Selected text |
______

And giving as a family can be especially rewarding during the holiday season — when the spirit of community and generosity is in the air.
So whether giving back is already a family tradition or you want to start something new, pull your loved ones together and do something special for others — opportunities to lend a helping hand are plentiful.
Figuring it out together — deciding where to focus efforts
How do you start? Bring everyone together to brainstorm ideas — it can bring energy and excitement to your family’s giving back plans.
Be sure to give every family member an opportunity to express their ideas on:
- The value of giving back
- What they’d like to focus on
- Charitable activities they’re interested in
- Types of donations the family could make
You can explore whether your family prefers to give back in your local community — or expand into another area within the United States, or even around the world. This discussion alone can bring a common purpose to your family’s charitable efforts.
After some conversation, you’ll hopefully decide how your family will go about giving back this holiday season. Your strategy can be unique – everyone could participate in the same effort or activity. Or maybe some family members could take one approach, and others do something else.

______

Material provided |

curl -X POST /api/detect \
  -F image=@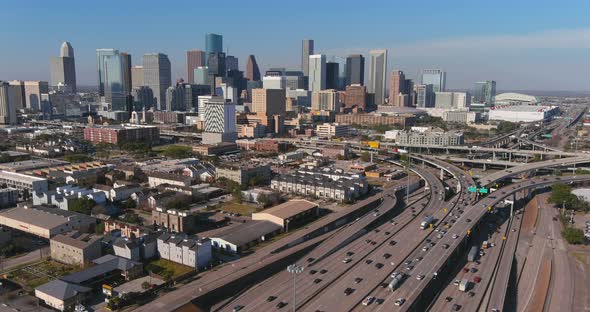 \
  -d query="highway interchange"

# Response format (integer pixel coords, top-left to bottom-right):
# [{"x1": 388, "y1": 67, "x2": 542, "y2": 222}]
[{"x1": 141, "y1": 108, "x2": 590, "y2": 312}]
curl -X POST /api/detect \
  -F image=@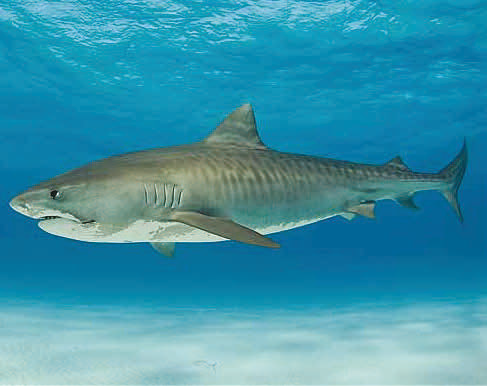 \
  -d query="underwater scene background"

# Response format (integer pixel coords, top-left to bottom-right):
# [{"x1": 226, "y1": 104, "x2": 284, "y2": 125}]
[{"x1": 0, "y1": 0, "x2": 487, "y2": 384}]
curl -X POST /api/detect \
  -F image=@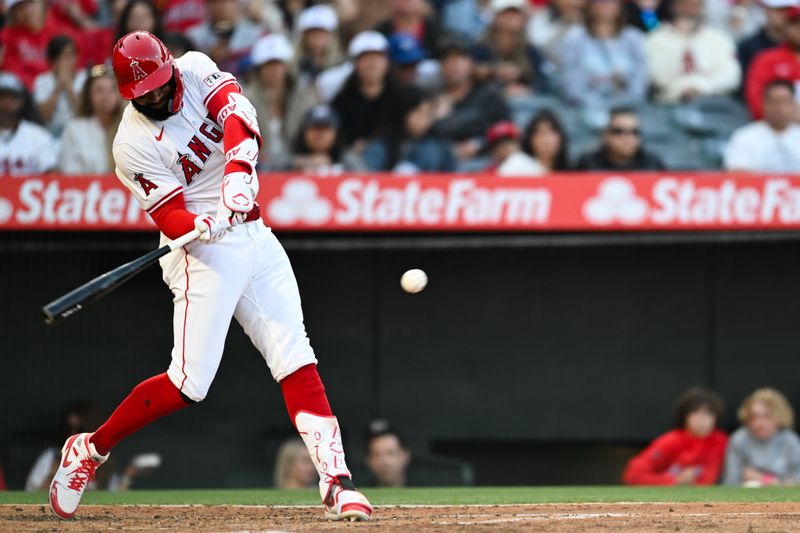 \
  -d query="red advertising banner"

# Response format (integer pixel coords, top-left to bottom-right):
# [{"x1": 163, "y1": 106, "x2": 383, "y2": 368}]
[{"x1": 0, "y1": 173, "x2": 800, "y2": 232}]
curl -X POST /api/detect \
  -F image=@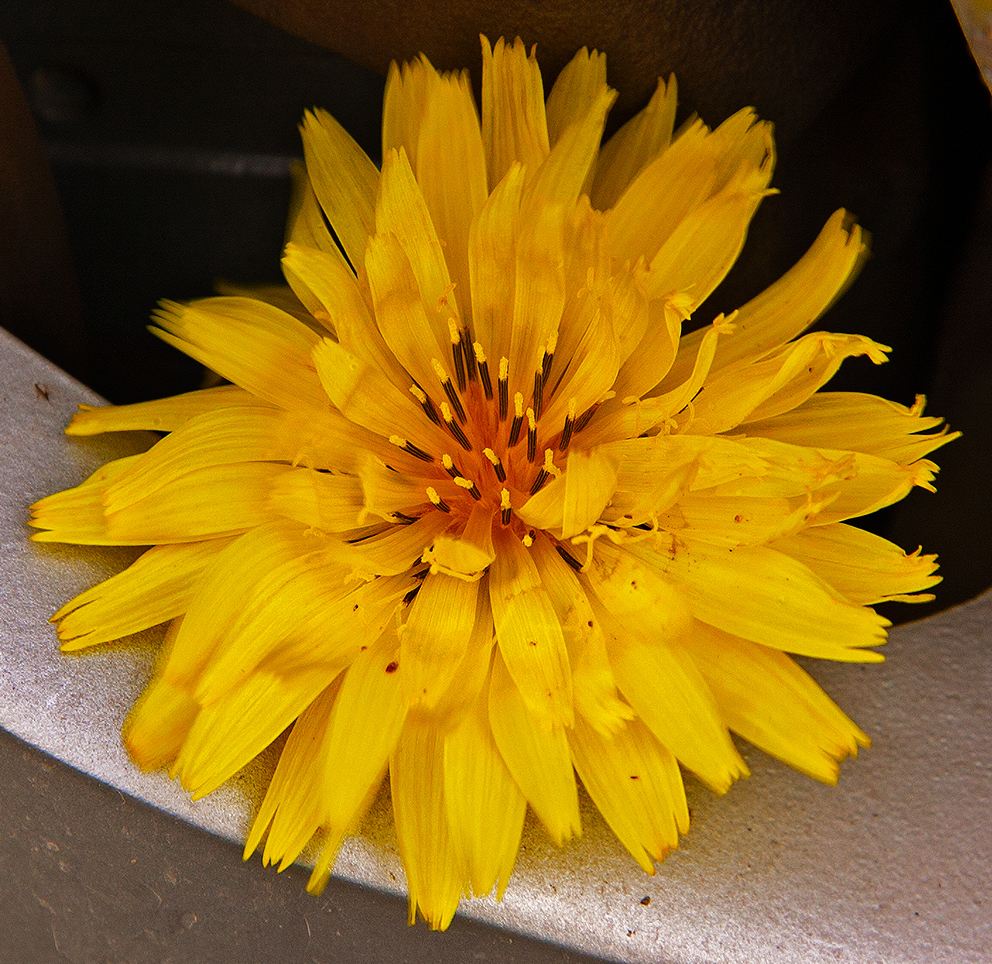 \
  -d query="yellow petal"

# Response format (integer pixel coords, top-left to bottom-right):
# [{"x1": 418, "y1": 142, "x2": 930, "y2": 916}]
[
  {"x1": 122, "y1": 617, "x2": 200, "y2": 771},
  {"x1": 468, "y1": 164, "x2": 524, "y2": 365},
  {"x1": 545, "y1": 47, "x2": 606, "y2": 147},
  {"x1": 481, "y1": 37, "x2": 551, "y2": 191},
  {"x1": 671, "y1": 210, "x2": 868, "y2": 388},
  {"x1": 300, "y1": 110, "x2": 379, "y2": 267},
  {"x1": 243, "y1": 680, "x2": 339, "y2": 870},
  {"x1": 772, "y1": 523, "x2": 941, "y2": 606},
  {"x1": 489, "y1": 529, "x2": 573, "y2": 726},
  {"x1": 444, "y1": 686, "x2": 527, "y2": 898},
  {"x1": 269, "y1": 469, "x2": 366, "y2": 532},
  {"x1": 489, "y1": 652, "x2": 582, "y2": 847},
  {"x1": 592, "y1": 74, "x2": 678, "y2": 211},
  {"x1": 28, "y1": 455, "x2": 140, "y2": 546},
  {"x1": 282, "y1": 244, "x2": 410, "y2": 391},
  {"x1": 569, "y1": 717, "x2": 689, "y2": 874},
  {"x1": 151, "y1": 298, "x2": 327, "y2": 411},
  {"x1": 400, "y1": 573, "x2": 479, "y2": 709},
  {"x1": 410, "y1": 71, "x2": 488, "y2": 321},
  {"x1": 104, "y1": 408, "x2": 364, "y2": 512},
  {"x1": 285, "y1": 160, "x2": 345, "y2": 256},
  {"x1": 687, "y1": 624, "x2": 870, "y2": 783},
  {"x1": 173, "y1": 670, "x2": 334, "y2": 800},
  {"x1": 627, "y1": 536, "x2": 889, "y2": 662},
  {"x1": 530, "y1": 83, "x2": 617, "y2": 205},
  {"x1": 313, "y1": 338, "x2": 449, "y2": 460},
  {"x1": 52, "y1": 539, "x2": 231, "y2": 652},
  {"x1": 741, "y1": 392, "x2": 961, "y2": 465},
  {"x1": 607, "y1": 120, "x2": 716, "y2": 261},
  {"x1": 534, "y1": 539, "x2": 634, "y2": 735},
  {"x1": 375, "y1": 148, "x2": 460, "y2": 320},
  {"x1": 65, "y1": 385, "x2": 271, "y2": 435},
  {"x1": 686, "y1": 332, "x2": 889, "y2": 435},
  {"x1": 389, "y1": 717, "x2": 465, "y2": 930}
]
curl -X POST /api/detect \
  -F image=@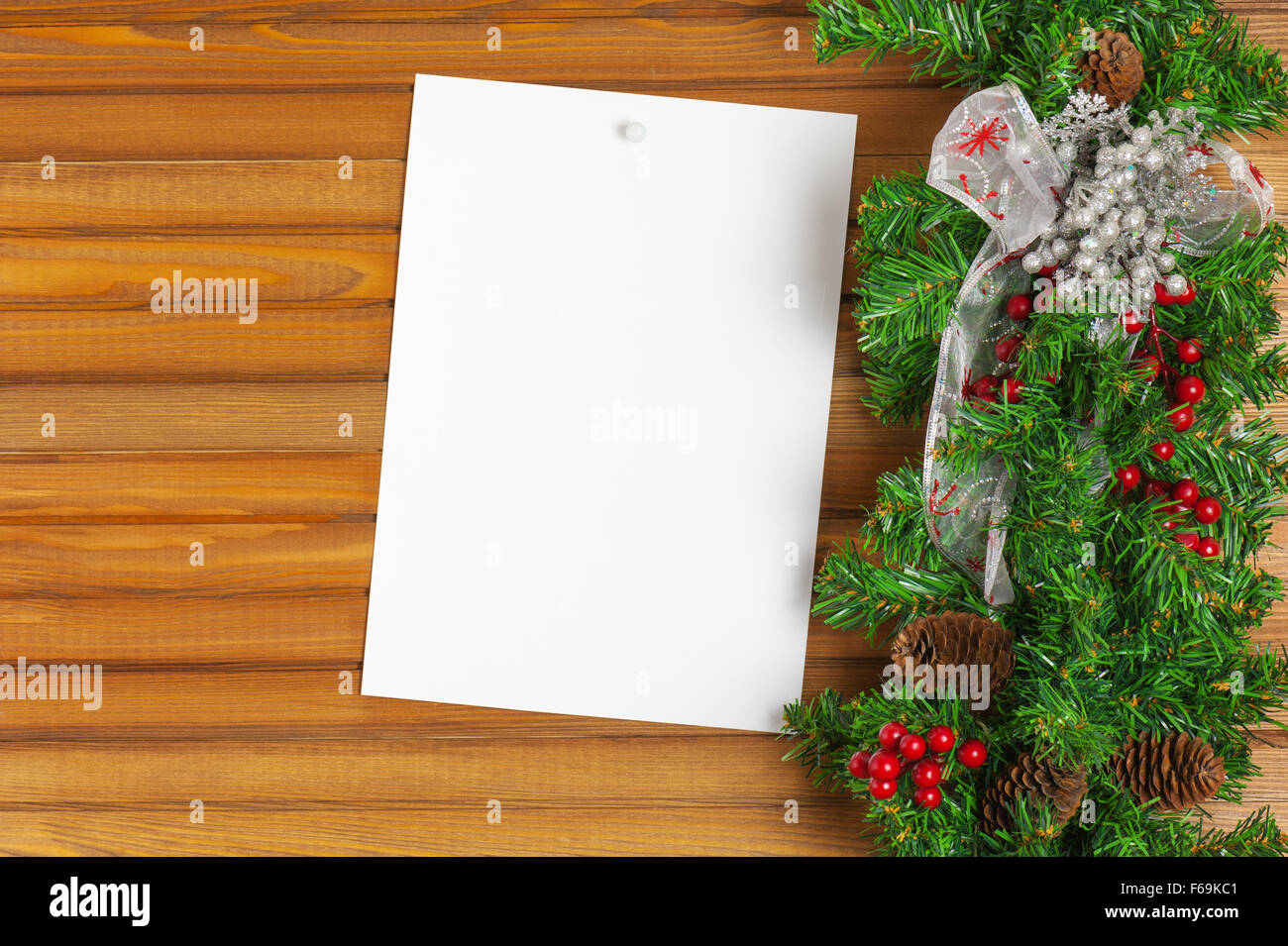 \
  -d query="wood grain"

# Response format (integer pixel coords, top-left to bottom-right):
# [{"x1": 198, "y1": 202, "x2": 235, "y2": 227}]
[{"x1": 0, "y1": 0, "x2": 1288, "y2": 855}]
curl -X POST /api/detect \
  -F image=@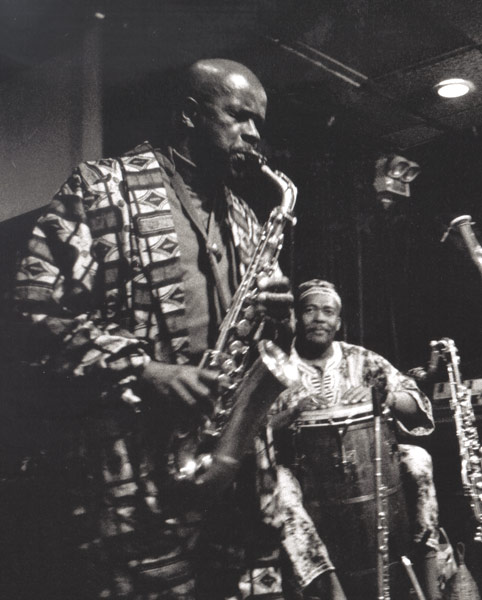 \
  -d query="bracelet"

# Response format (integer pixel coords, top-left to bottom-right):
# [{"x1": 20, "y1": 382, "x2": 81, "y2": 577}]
[{"x1": 213, "y1": 454, "x2": 241, "y2": 469}]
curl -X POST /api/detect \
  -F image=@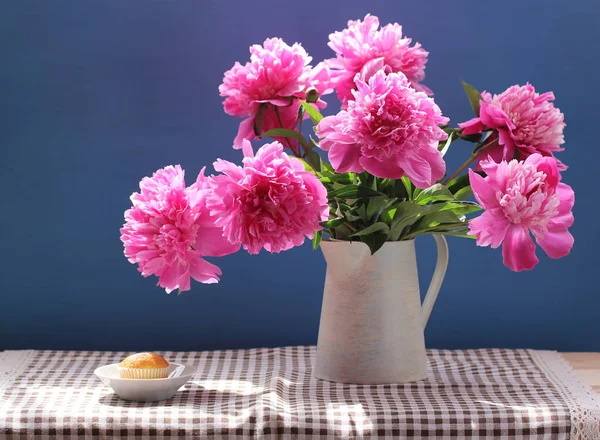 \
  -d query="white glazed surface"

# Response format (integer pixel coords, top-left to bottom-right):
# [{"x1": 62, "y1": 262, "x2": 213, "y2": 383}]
[
  {"x1": 94, "y1": 363, "x2": 196, "y2": 402},
  {"x1": 314, "y1": 236, "x2": 448, "y2": 384}
]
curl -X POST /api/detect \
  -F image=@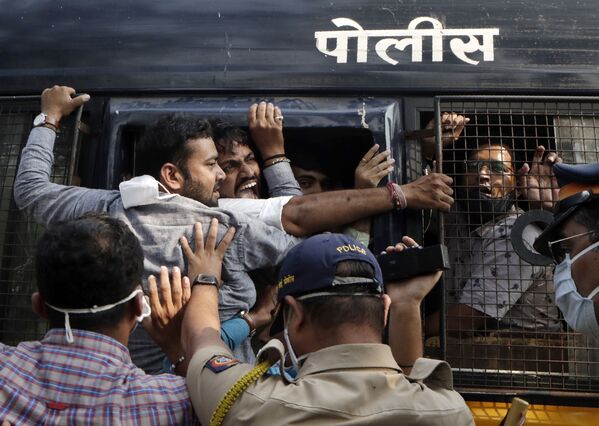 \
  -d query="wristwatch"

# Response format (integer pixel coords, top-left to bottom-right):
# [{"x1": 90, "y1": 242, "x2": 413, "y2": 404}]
[
  {"x1": 33, "y1": 112, "x2": 59, "y2": 132},
  {"x1": 191, "y1": 274, "x2": 220, "y2": 289}
]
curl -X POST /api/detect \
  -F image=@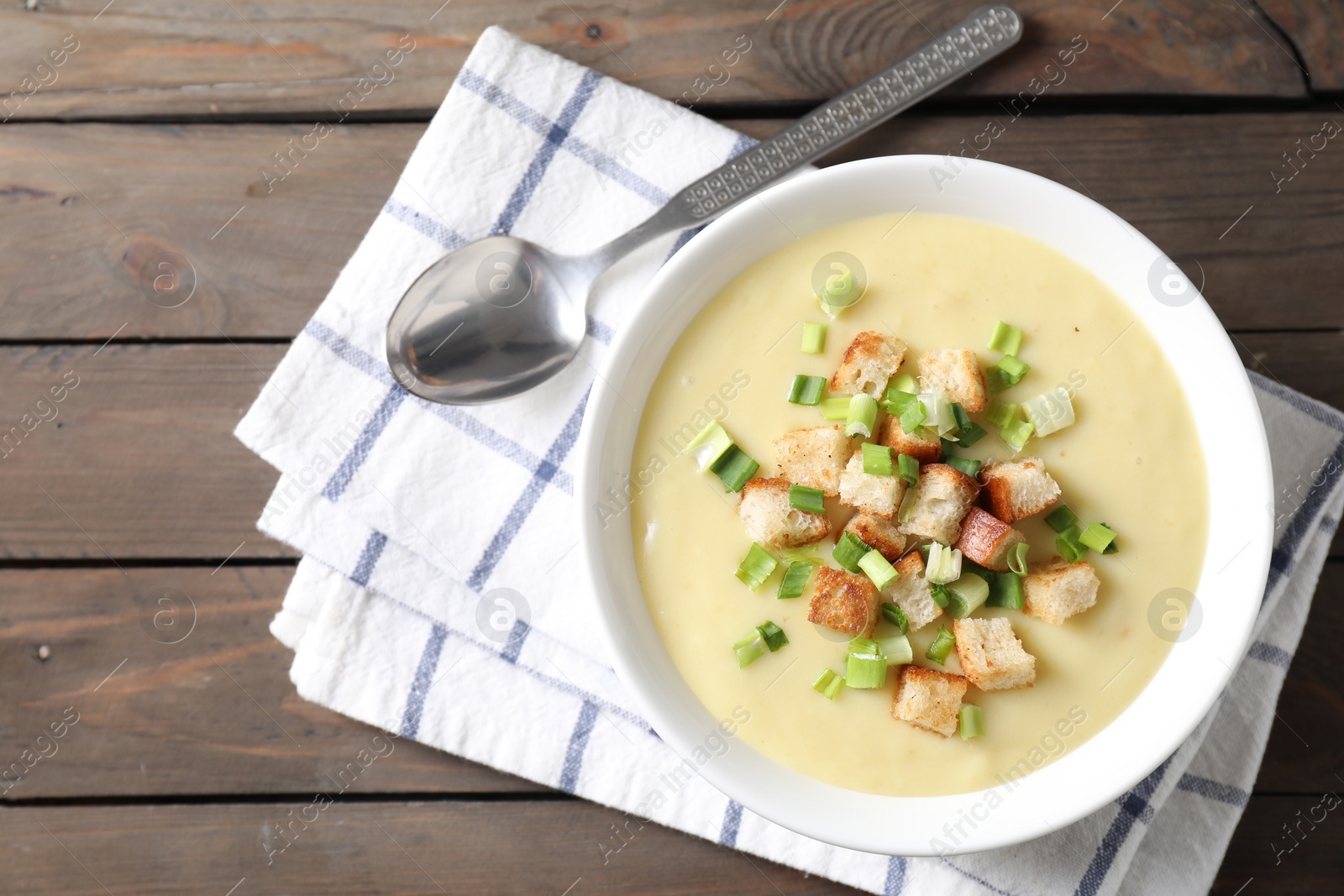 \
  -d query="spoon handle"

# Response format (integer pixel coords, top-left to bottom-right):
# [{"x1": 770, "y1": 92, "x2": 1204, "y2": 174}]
[{"x1": 594, "y1": 4, "x2": 1021, "y2": 264}]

______

What this exercise asks |
[a] In the text on giving back as a family, when is giving as a family described as especially rewarding?
[b] Decide whether each statement agrees with the text on giving back as a family, and quote the words that settle it: (i) Family members should get a chance to share their ideas on what types of donations the family could make. (ii) The text says every family member must join the same effort or activity. (iii) The text limits a family's giving to its local community.
[c] Carry the text on giving back as a family forward from its last sentence.
The items are separate material, not part of the text on giving back as a family.

Task answers |
[a] During the holiday season, when the spirit of community and generosity is in the air.

[b]
(i) Yes: "Be sure to give every family member an opportunity to express their ideas on:" and "Types of donations the family could make"
(ii) No: "Or maybe some family members could take one approach, and others do something else."
(iii) No: "or expand into another area within the United States, or even around the world."

[c]
There are many ways to give back, including:
- Giving goods or money
- Donating time and effort
- Participating in a fundraiser or charitable event
Here’s a closer look at eight ways your family could give back during the holidays:
Giving goods or money to a charity
Some options you might explore include:
1. Take the family on a special grocery shopping trip
Buying groceries is much more fun when you know the food will help someone in need. Bring the kids (and anyone else who wants to come), and make this shopping trip an event. Donate your purchases to a community food shelf or food distribution group. Many of these organizations list most-needed items online, which can give you a head start on your shopping list.
You could also create family food baskets to donate. Everyone could contribute a favorite food (non-perishable, of course) and even add in something special, like hand soap, dish towels or candles.
2. Take a “treasure hunting” trip through the house to discover items to donate
Young children can lead the way by going through their things and selecting toys, clothing, books and other items they wish to give to someone else. It’s a way to make giving back more personal and meaningful.
3. Make a list of potential gifts or contributions to charities
During the holidays, a number of charities focus on distributing gifts or food to children and families in need. Kids enjoy selecting a toy or gift for the family to purchase and donate.
4. Start a family holiday donation jar
Your kids can contribute all or part of an allowance, or could earn money to add to the jar by doing chores around the house. Parents can match the total donations they make. The family would then get together to decide how the money will be donated.
If you’re making a monetary donation, do some advance research to make sure your dollars go as far as possible.
Donating time and effort
You can also give back by donating your time and effort. Efforts can be as close as next door, or as far away as another continent. Possibilities include:
5. Helping an elderly or physically-limited neighbor with a task around the house
This could include putting up holiday lights and decorations, snow removal or helping with other household tasks. Your family could also get together and make holiday cookies or treats for neighbors.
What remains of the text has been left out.